■ PROBLEM DETAILS
Only certain lines below are wanted: those starting at the line containing "280V248L344 241L306 238L299" and ending at the line containing "box: [368, 207, 390, 226]", both included, each retyped exactly.

■ SOURCE MATERIAL
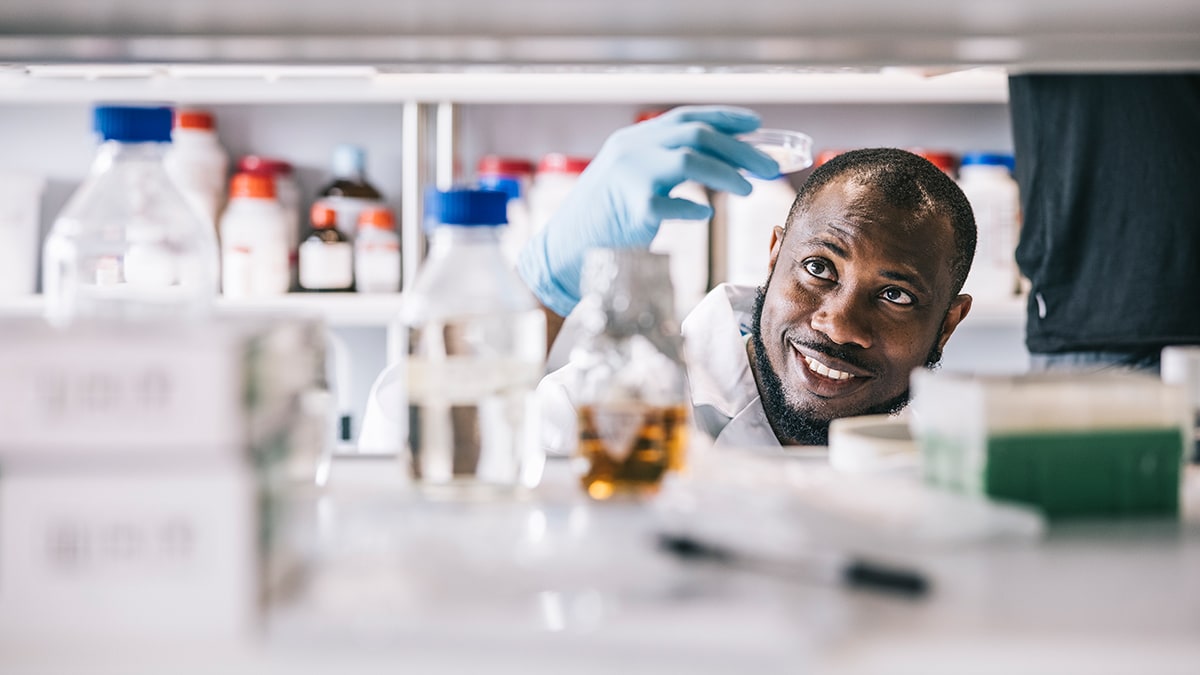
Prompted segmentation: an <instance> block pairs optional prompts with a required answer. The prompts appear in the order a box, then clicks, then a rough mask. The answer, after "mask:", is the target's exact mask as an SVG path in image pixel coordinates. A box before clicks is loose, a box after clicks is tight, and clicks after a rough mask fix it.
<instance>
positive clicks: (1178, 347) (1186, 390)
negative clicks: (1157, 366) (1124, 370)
mask: <svg viewBox="0 0 1200 675" xmlns="http://www.w3.org/2000/svg"><path fill="white" fill-rule="evenodd" d="M1159 366H1160V368H1159V370H1160V371H1162V375H1163V382H1168V383H1171V384H1178V386H1180V387H1183V390H1184V395H1186V396H1187V399H1188V406H1189V408H1190V410H1192V419H1193V438H1194V440H1195V448H1194V449H1193V453H1192V461H1194V462H1200V345H1172V346H1169V347H1163V354H1162V360H1160V362H1159Z"/></svg>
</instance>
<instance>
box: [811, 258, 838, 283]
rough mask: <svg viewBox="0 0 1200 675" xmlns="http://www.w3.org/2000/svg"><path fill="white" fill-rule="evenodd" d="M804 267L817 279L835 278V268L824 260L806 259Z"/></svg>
mask: <svg viewBox="0 0 1200 675" xmlns="http://www.w3.org/2000/svg"><path fill="white" fill-rule="evenodd" d="M804 269H805V270H808V273H809V274H811V275H812V276H816V277H817V279H833V268H830V267H829V264H828V263H826V262H824V261H816V259H814V261H804Z"/></svg>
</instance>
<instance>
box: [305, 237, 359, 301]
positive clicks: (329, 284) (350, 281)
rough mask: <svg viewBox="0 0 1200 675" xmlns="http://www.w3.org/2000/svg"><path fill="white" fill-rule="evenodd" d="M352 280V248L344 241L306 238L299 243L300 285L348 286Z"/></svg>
mask: <svg viewBox="0 0 1200 675" xmlns="http://www.w3.org/2000/svg"><path fill="white" fill-rule="evenodd" d="M353 282H354V249H353V247H352V246H350V244H348V243H346V241H334V243H328V241H317V240H308V241H305V243H304V244H301V245H300V286H302V287H305V288H311V289H332V288H341V289H344V288H349V287H350V285H352V283H353Z"/></svg>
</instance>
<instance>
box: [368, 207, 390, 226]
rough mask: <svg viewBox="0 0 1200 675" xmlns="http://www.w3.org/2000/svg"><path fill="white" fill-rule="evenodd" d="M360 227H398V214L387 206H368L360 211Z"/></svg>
mask: <svg viewBox="0 0 1200 675" xmlns="http://www.w3.org/2000/svg"><path fill="white" fill-rule="evenodd" d="M359 227H360V228H361V227H372V228H374V229H396V216H394V215H392V213H391V209H388V208H385V207H368V208H366V209H362V210H361V211H360V213H359Z"/></svg>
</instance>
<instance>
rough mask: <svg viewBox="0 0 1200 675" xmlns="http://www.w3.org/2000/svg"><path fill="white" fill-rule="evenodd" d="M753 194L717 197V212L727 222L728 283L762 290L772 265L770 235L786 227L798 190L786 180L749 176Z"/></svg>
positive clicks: (725, 225) (731, 194)
mask: <svg viewBox="0 0 1200 675" xmlns="http://www.w3.org/2000/svg"><path fill="white" fill-rule="evenodd" d="M745 179H746V180H748V181H749V183H750V185H751V187H752V190H751V192H750V193H749V195H746V196H745V197H742V196H739V195H733V193H730V192H719V193H718V195H716V198H715V202H716V209H718V211H719V213H720V214H722V215H721V217H722V219H724V220H725V256H726V261H725V265H726V270H725V281H728V282H730V283H742V285H746V286H760V285H762V283H764V282H766V281H767V273H768V270H769V267H770V265H769V262H770V234H772V231H773V229H774V228H775V227H784V225H785V223H786V222H787V214H788V211H791V209H792V202H794V201H796V189H794V187H792V184H791V183H790V181H788V180H787V177H782V175H781V177H779V178H775V179H770V180H764V179H761V178H756V177H752V175H746V177H745Z"/></svg>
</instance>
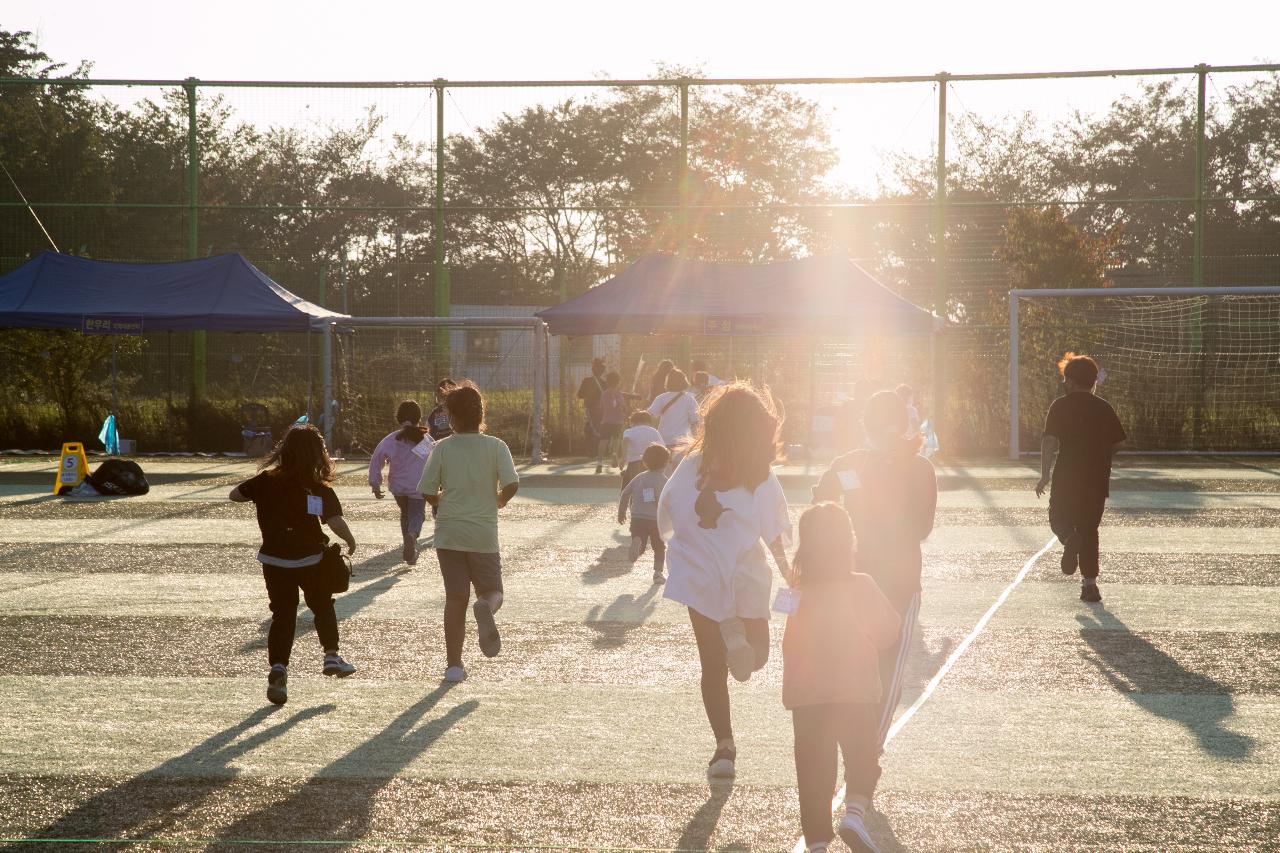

■ ANSWER AREA
rough mask: <svg viewBox="0 0 1200 675" xmlns="http://www.w3.org/2000/svg"><path fill="white" fill-rule="evenodd" d="M352 280V248L344 241L306 238L299 243L300 285L348 286Z"/></svg>
mask: <svg viewBox="0 0 1200 675" xmlns="http://www.w3.org/2000/svg"><path fill="white" fill-rule="evenodd" d="M353 282H354V249H353V247H352V246H350V244H348V243H346V241H334V243H328V241H317V240H308V241H305V243H304V244H301V245H300V286H302V287H305V288H311V289H332V288H341V289H344V288H349V287H350V285H352V283H353Z"/></svg>
</instance>
<instance>
box: [368, 207, 390, 226]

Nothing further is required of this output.